(Records from a dataset)
————————

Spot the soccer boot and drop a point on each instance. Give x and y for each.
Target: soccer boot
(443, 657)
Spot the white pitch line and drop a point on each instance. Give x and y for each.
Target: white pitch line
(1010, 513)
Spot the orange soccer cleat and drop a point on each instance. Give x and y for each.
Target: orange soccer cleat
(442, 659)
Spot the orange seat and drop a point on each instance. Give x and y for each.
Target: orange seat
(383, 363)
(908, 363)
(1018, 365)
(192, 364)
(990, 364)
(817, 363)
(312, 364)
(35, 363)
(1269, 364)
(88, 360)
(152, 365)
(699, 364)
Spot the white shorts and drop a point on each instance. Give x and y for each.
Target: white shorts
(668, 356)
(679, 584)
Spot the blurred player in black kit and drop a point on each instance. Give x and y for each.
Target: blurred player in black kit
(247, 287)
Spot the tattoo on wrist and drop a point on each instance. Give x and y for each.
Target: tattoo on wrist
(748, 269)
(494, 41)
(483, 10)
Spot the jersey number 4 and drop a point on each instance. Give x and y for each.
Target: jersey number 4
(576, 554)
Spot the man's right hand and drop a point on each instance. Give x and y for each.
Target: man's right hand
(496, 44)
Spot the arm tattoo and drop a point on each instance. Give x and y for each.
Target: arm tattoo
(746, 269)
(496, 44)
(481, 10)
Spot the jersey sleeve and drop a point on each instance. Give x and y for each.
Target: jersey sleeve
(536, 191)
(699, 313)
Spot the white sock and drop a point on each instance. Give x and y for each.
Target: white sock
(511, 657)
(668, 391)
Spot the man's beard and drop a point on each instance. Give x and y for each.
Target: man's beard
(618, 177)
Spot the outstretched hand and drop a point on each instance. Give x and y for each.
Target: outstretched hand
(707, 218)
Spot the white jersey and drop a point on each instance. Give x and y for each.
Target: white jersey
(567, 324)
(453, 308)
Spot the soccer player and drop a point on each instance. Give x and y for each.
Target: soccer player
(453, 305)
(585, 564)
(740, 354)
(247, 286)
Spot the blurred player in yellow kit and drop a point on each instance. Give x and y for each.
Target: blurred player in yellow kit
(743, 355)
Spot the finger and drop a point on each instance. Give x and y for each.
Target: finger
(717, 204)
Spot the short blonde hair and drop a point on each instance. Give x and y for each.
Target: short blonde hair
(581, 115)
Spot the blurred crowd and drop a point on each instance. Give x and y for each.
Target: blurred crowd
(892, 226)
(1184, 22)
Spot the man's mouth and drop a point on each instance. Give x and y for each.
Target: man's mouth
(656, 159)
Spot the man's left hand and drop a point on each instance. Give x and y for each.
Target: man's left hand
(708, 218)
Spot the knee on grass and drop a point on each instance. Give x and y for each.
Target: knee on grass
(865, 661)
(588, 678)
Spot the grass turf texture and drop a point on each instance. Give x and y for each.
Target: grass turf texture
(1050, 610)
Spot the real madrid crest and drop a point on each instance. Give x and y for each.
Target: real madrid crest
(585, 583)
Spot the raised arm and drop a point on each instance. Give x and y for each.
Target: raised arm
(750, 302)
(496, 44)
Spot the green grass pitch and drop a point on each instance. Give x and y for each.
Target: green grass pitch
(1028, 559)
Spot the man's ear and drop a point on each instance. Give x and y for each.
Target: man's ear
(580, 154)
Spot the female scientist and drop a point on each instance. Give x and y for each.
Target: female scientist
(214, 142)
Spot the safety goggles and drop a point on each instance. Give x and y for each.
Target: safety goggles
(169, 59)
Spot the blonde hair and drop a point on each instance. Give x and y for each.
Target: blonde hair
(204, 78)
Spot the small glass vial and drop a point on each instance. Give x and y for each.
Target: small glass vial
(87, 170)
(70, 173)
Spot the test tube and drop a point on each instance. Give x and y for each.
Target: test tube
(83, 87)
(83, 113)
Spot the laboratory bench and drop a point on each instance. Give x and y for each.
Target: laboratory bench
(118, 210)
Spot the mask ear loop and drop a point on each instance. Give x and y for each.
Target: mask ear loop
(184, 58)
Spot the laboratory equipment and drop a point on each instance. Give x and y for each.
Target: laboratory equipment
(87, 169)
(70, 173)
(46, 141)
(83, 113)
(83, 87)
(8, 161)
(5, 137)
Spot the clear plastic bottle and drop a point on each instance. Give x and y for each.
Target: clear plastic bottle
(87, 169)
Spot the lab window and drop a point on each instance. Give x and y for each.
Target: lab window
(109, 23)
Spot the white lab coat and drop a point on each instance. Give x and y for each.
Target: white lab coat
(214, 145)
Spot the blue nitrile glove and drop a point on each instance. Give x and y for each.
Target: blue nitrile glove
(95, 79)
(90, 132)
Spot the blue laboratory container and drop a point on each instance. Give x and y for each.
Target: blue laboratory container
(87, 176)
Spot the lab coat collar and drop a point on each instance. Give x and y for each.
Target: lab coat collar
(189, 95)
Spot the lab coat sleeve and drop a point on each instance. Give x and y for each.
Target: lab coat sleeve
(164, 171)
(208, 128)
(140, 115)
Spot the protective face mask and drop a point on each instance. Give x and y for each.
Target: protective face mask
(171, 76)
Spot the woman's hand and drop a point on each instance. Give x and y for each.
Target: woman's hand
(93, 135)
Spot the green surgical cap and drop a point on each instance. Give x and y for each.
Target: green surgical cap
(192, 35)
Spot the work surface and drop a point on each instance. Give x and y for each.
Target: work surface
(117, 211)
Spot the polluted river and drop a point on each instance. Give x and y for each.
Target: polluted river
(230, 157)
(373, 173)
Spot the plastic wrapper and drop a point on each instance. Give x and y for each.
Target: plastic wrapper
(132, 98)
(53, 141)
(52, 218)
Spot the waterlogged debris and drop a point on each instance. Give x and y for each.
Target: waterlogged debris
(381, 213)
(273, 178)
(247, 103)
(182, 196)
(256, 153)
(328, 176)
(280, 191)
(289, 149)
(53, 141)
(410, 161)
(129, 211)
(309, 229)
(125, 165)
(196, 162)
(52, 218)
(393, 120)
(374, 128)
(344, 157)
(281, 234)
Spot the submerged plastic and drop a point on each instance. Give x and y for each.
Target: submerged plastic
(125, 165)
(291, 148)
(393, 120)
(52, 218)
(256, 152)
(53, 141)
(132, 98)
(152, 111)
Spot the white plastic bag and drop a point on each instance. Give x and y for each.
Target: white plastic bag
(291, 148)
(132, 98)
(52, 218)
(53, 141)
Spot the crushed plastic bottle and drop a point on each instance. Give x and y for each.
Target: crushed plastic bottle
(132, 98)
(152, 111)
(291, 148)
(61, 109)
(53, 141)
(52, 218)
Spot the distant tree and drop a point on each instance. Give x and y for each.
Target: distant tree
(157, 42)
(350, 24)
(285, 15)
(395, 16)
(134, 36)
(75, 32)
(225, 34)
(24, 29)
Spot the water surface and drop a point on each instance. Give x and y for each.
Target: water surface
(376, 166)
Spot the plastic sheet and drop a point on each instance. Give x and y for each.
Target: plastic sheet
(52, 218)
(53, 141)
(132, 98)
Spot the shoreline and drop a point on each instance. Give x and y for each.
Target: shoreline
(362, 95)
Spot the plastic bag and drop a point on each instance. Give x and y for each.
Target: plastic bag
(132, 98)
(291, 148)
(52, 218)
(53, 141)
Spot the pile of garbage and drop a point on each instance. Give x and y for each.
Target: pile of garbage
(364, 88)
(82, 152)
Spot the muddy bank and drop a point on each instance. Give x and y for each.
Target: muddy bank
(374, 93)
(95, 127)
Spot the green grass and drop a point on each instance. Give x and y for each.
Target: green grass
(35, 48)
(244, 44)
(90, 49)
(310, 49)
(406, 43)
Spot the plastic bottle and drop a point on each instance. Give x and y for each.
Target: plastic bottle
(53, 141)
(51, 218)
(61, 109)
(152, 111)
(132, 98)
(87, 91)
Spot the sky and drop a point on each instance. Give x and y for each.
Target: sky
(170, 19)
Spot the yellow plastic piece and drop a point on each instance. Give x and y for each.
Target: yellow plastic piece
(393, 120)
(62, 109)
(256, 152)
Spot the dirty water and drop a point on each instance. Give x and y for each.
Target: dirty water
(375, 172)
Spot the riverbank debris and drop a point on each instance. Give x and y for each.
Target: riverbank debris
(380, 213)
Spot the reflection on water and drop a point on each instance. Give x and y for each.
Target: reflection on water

————————

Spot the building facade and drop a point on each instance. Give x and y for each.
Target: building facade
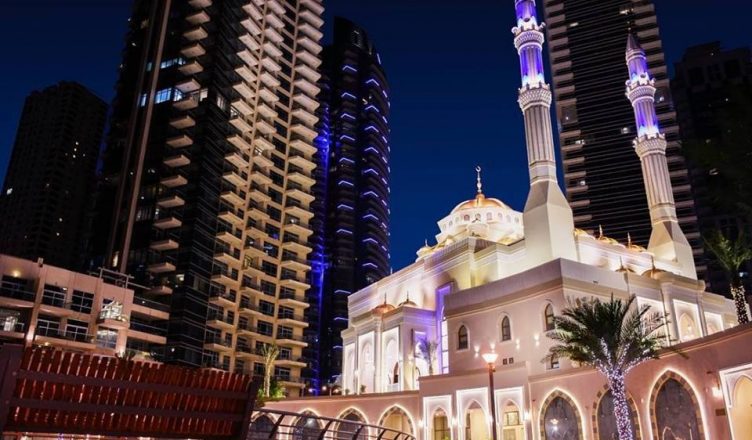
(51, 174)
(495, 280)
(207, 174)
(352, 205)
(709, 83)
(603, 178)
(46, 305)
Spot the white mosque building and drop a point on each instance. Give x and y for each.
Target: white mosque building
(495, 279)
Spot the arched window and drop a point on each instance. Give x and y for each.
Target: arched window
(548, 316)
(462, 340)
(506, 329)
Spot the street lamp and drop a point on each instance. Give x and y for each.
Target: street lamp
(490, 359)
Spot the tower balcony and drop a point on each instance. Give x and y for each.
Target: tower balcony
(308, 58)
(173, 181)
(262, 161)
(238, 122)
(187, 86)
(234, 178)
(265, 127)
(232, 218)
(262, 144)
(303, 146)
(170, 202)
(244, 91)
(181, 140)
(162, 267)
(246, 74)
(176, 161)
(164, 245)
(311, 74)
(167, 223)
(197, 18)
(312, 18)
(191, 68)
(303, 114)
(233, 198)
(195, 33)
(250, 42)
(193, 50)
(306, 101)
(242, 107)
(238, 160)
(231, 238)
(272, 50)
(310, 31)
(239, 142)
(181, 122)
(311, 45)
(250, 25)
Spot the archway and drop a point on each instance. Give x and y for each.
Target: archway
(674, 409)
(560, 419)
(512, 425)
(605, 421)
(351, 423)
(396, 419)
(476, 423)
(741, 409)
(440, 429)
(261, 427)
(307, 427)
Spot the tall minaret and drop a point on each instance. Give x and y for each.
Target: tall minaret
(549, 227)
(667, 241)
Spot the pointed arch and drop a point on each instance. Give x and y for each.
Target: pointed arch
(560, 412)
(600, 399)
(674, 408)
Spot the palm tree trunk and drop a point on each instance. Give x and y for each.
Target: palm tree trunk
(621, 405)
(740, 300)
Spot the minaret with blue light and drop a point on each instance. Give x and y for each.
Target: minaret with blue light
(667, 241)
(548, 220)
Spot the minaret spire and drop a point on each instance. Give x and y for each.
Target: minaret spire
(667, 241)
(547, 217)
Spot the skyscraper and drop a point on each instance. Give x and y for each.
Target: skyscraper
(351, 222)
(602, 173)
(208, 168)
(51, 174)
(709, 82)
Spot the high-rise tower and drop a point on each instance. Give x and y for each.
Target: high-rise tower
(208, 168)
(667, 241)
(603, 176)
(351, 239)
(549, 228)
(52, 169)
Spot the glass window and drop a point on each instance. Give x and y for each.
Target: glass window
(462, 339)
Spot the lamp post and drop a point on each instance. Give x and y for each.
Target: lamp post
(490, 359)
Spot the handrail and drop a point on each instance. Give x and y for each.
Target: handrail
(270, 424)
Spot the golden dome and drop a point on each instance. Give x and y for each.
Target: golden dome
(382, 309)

————————

TASK OBJECTIVE:
Every line above in which the word "reflection" occurs needs to be copied.

RESPONSE TO THE EXERCISE:
Spot the reflection on water and drop a point on each instance. Give x and y for each.
Target: reflection on water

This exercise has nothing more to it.